**文本块**
----

API 限流实战：滑动窗口、令牌桶与分布式限流的完整实现

API 限流（Rate Limiting）是后端开发中最容易被忽视、但出问题时最致命的基础设施。根据 Datadog 2025 年的事故报告，超过 23% 的线上服务中断与流量突增直接相关，而其中大部分可以通过合理的限流策略避免。更讽刺的是，很多开发者花了数周优化数据库查询和缓存策略，却在限流上用了最简单的 setTimeout 或者干脆没有限流——直到某天凌晨被一个脚本小子的暴力请求打崩了服务。

本文不是算法教科书的搬运。我将从实际生产经验出发，手把手教你实现四种限流算法，对比它们在不同场景下的表现差异，并提供 Node.js、Redis、Nginx 三层限流的完整代码。无论你是构建公开 API、保护内部微服务，还是在边缘节点做流量管控，这篇文章都能给你一套可直接复用的方案。

🔐 一、四大限流算法原理与实现

1.1 固定窗口（Fixed Window）——简单但有致命缺陷

固定窗口是最直观的限流方案：将时间划分为固定长度的窗口（如每分钟），在窗口内计数请求数量，超过阈值就拒绝。

// 固定窗口限流器 — 最简单的实现
class FixedWindowRateLimiter {
  constructor(maxRequests, windowMs) {
    this.maxRequests = maxRequests;
    this.windowMs = windowMs;
    this.counters = new Map(); // key → { count, windowStart }
  }

  isAllowed(key) {
    const now = Date.now();
    const current = this.counters.get(key);

    // 如果没有记录，或者已经进入新的窗口
    if (!current || now - current.windowStart >= this.windowMs) {
      this.counters.set(key, { count: 1, windowStart: now });
      return { allowed: true, remaining: this.maxRequests - 1 };
    }

    // 在当前窗口内
    if (current.count < this.maxRequests) {
      current.count++;
      return { allowed: true, remaining: this.maxRequests - current.count };
    }

    // 超过限制
    const retryAfter = this.windowMs - (now - current.windowStart);
    return { allowed: false, remaining: 0, retryAfter };
  }
}

// 使用示例
const limiter = new FixedWindowRateLimiter(100, 60000); // 每分钟 100 次
const result = limiter.isAllowed('user:123');
console.log(result); // { allowed: true, remaining: 99 }

固定窗口的致命问题在于窗口边界突发（Boundary Burst）：如果用户在窗口 A 的最后 1 秒发了 100 个请求，然后在窗口 B 的第 1 秒又发了 100 个请求——在 2 秒内实际处理了 200 个请求，是限制的两倍。

----

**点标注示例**

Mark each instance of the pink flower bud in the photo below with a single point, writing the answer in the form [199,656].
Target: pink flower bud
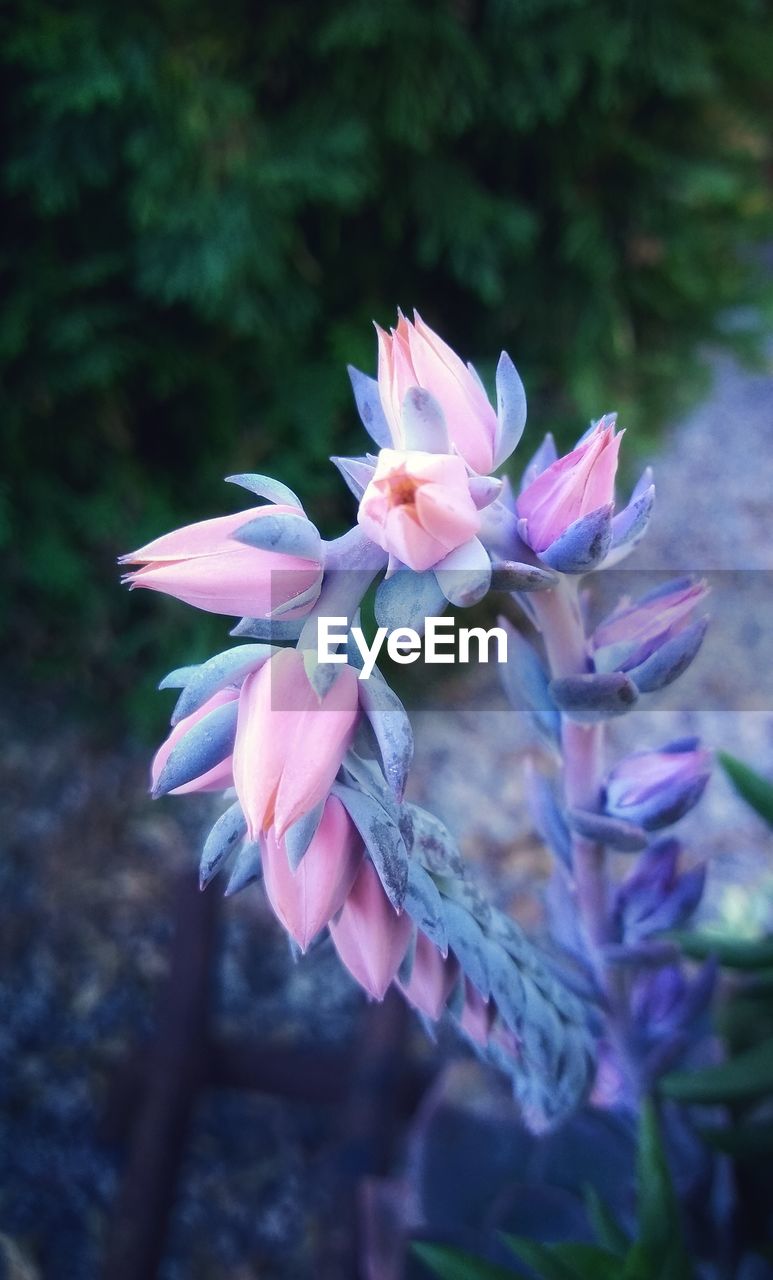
[204,565]
[306,900]
[571,488]
[214,780]
[412,355]
[635,631]
[369,935]
[433,978]
[476,1015]
[419,507]
[289,741]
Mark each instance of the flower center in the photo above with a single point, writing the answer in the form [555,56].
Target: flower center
[401,488]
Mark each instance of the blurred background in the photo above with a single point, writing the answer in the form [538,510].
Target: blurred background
[204,209]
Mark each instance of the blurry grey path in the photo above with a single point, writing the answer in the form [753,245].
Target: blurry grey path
[714,513]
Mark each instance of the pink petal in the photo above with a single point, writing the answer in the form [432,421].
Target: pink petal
[369,935]
[433,978]
[239,580]
[392,410]
[262,739]
[406,539]
[449,515]
[306,900]
[320,736]
[205,538]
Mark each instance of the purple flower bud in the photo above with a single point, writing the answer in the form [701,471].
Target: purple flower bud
[631,636]
[566,511]
[657,999]
[655,896]
[654,789]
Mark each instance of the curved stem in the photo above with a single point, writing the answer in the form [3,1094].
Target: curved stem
[561,624]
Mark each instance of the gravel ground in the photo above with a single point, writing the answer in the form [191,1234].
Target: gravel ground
[87,864]
[713,517]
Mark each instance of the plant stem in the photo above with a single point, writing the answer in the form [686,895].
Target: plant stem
[561,624]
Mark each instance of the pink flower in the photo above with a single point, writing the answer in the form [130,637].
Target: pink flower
[305,900]
[289,741]
[204,565]
[214,780]
[433,978]
[369,935]
[572,487]
[415,356]
[419,507]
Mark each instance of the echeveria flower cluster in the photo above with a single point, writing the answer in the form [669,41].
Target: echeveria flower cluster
[314,760]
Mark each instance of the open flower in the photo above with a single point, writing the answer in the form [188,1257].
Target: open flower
[417,507]
[205,565]
[306,899]
[412,355]
[289,741]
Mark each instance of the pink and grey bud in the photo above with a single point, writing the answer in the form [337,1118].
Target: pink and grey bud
[654,789]
[305,900]
[201,768]
[414,356]
[566,511]
[654,639]
[419,507]
[369,935]
[433,978]
[206,566]
[289,741]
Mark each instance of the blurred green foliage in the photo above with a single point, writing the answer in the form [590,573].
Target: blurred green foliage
[205,205]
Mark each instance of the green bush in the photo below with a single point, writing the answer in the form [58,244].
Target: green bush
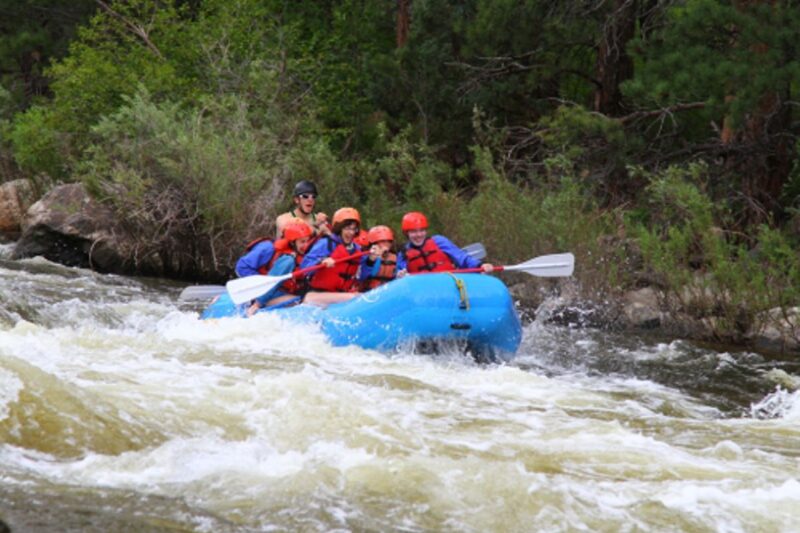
[706,271]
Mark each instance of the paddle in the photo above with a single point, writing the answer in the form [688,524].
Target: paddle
[206,292]
[545,266]
[245,289]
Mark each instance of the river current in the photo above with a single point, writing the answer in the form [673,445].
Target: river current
[121,411]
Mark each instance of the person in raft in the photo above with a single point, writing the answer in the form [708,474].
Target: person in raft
[305,200]
[431,254]
[277,258]
[336,282]
[381,264]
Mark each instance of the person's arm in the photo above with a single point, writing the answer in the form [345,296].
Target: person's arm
[460,258]
[259,255]
[368,268]
[280,222]
[401,268]
[283,265]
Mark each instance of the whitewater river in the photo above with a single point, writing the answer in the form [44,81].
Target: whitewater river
[120,411]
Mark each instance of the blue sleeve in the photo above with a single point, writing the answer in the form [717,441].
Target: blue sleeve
[283,265]
[258,256]
[460,258]
[367,271]
[317,253]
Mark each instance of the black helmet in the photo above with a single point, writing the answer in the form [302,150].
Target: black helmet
[304,187]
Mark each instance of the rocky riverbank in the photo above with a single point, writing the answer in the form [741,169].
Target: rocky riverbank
[68,226]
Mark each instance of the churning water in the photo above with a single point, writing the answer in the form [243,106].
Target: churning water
[120,411]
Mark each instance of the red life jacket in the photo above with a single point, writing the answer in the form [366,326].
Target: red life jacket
[341,277]
[293,285]
[427,258]
[385,273]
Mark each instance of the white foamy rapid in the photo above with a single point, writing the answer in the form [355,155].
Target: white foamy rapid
[113,399]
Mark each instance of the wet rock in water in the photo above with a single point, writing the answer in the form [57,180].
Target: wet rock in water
[778,330]
[641,308]
[15,199]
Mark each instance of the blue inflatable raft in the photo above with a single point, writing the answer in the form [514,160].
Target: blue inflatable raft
[424,312]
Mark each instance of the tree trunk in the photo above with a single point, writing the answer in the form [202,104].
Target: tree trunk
[403,21]
[758,151]
[614,65]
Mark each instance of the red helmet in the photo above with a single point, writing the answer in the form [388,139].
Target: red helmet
[346,213]
[361,239]
[380,233]
[296,230]
[414,220]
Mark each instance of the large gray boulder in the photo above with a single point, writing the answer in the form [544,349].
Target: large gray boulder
[67,226]
[70,227]
[15,198]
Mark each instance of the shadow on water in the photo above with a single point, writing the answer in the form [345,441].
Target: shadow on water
[727,378]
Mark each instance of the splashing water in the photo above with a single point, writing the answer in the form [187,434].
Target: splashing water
[121,411]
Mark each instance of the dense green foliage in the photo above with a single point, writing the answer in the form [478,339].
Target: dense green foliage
[612,129]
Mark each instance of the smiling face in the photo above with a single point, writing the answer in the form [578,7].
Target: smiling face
[417,236]
[300,245]
[349,232]
[306,202]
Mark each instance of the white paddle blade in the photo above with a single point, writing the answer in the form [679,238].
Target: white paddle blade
[201,292]
[245,289]
[548,266]
[476,251]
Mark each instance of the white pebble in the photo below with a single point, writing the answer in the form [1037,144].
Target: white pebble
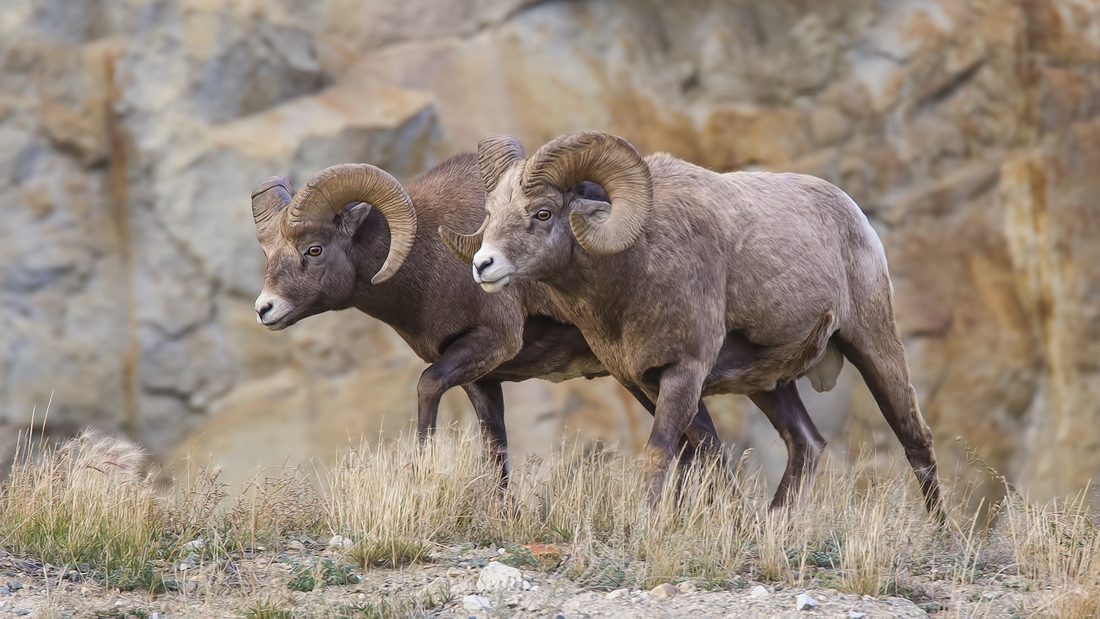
[803,601]
[759,592]
[476,604]
[499,577]
[663,590]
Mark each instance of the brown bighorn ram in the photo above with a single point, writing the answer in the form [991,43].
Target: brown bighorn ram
[684,277]
[329,250]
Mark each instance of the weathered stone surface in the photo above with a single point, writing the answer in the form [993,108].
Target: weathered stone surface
[131,133]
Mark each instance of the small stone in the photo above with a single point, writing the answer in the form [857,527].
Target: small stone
[476,604]
[616,594]
[340,542]
[498,577]
[663,590]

----

**作业要求**
a) 请把关于 API 限流的文章中从“API 限流（Rate Limiting）是后端开发中最容易被忽视、但出问题时最致命的基础设施。根据”起到“数请求数量，超过阈值就拒绝。”止的这一段逐字抄录下来。
b) 根据关于 API 限流的文章，回答下列问题：
(i) 按照 Datadog 2025 年的事故报告，有多大比例的线上服务中断与流量突增直接相关？
(ii) 文章为三层限流提供完整代码，这三层分别是哪三种技术？
(iii) 在固定窗口的边界突发例子中，2 秒内实际处理了多少个请求？

**练习答案**
a)
API 限流（Rate Limiting）是后端开发中最容易被忽视、但出问题时最致命的基础设施。根据 Datadog 2025 年的事故报告，超过 23% 的线上服务中断与流量突增直接相关，而其中大部分可以通过合理的限流策略避免。更讽刺的是，很多开发者花了数周优化数据库查询和缓存策略，却在限流上用了最简单的 setTimeout 或者干脆没有限流——直到某天凌晨被一个脚本小子的暴力请求打崩了服务。

本文不是算法教科书的搬运。我将从实际生产经验出发，手把手教你实现四种限流算法，对比它们在不同场景下的表现差异，并提供 Node.js、Redis、Nginx 三层限流的完整代码。无论你是构建公开 API、保护内部微服务，还是在边缘节点做流量管控，这篇文章都能给你一套可直接复用的方案。

🔐 一、四大限流算法原理与实现

1.1 固定窗口（Fixed Window）——简单但有致命缺陷

固定窗口是最直观的限流方案：将时间划分为固定长度的窗口（如每分钟），在窗口内计数请求数量，超过阈值就拒绝。

b)
(i) 超过 23%。
(ii) Node.js、Redis 和 Nginx。
(iii) 200 个请求，是限制的两倍。